*** Opening Dataset records ***

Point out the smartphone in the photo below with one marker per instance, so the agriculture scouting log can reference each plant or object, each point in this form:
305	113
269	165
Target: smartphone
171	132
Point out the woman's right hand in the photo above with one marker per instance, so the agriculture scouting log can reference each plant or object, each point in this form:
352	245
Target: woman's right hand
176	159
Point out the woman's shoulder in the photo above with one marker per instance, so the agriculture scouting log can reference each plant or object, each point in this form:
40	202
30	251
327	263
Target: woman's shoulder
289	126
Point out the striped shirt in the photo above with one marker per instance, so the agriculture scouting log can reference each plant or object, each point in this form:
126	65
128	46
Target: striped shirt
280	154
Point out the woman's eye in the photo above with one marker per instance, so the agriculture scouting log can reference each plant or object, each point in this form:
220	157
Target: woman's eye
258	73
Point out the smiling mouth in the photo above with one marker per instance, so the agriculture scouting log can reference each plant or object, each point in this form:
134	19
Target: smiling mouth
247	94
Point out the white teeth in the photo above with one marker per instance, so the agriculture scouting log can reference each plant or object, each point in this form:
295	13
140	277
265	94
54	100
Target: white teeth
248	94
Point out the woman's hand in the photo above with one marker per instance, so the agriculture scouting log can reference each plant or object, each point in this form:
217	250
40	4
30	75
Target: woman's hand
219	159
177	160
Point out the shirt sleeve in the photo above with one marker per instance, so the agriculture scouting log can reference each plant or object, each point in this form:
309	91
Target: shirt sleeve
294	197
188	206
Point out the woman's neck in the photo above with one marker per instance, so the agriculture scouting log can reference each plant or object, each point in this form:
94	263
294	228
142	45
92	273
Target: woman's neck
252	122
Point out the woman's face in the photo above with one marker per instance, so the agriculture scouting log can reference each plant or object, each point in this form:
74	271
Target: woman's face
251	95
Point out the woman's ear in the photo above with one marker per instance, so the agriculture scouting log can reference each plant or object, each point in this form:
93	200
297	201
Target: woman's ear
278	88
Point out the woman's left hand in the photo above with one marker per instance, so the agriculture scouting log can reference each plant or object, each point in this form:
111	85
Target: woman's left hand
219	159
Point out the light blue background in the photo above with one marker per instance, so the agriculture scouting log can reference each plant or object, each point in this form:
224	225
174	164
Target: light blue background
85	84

*** Closing Dataset records ***

▶ What the exercise asks
All entries are to be returned word for word.

▶ Answer space
Point out the smartphone in the photo below with one marker per instance, so the agriculture scouting log can reference each plant or object, each point in this form:
305	113
269	165
Target: smartphone
171	132
Point out the woman's right hand in the photo above with one marker per instance, so the agriculture scouting log can reference each plant or object, each point in this form:
352	245
Target: woman's right hand
176	159
Point out the woman's shoulder in the photo above with one marker per instance, so the agriculture scouting log can reference each plant or object, each point in this form:
40	202
30	251
327	263
Target: woman's shoulder
289	126
Point out the striped shirt in the photo above with one marker per instance, so the agriculture scouting log can reference each plant or object, each point in this form:
126	65
128	46
Target: striped shirt
280	154
Point out the woman's eye in the photo above with one marker per instance, so the agriculture scouting log can reference each plant or object, each point in this form:
220	157
Target: woman's eye
258	73
Point out the smiling mouth in the photo above with one marker per instance, so the agriculture scouting log can reference each plant or object, each point in this form:
134	19
Target: smiling mouth
247	94
Point out the white teeth in the photo above with one marker per instance, so the agriculture scouting log can reference each plant or object, each point in this form:
295	13
140	277
265	94
54	100
Target: white teeth
248	94
Point out the woman's hand in the photo above with one marker per instance, so the agriculture scouting log can reference each plant or object, each point in this form:
217	250
40	4
30	75
Target: woman's hand
219	159
177	160
Point out the shirt sleeve in the photo above with one marker per instance, so the agriculture scouting log can reference each plant or object, each point in this form:
309	91
Target: shirt sleeve
294	197
188	206
Point out the woman's neck in the photo above with one marker per instance, so the agriculture scouting log can reference each plant or object, each point in this form:
94	263
294	228
142	45
92	273
Target: woman's neck
252	122
Point out the woman's face in the photo above with one marker per instance, so the agriculture scouting log can reference each plant or object, each point in this form:
74	271
Target: woman's face
251	95
Point out the woman's ear in the photo above with one marker per instance, so the agriculture scouting log can reference each plant or object, each point in this form:
93	200
297	201
Target: woman's ear
278	88
Point out the woman's left hand in the photo above with one marker per instance, so the agriculture scouting log can reference each plant or object, each point in this form:
111	85
Target: woman's left hand
219	159
Point out the light blue background in the photo above with one marker per instance, so the agriculture scouting log can reference each plant or object, each point in this form:
224	225
174	164
Target: light blue background
85	84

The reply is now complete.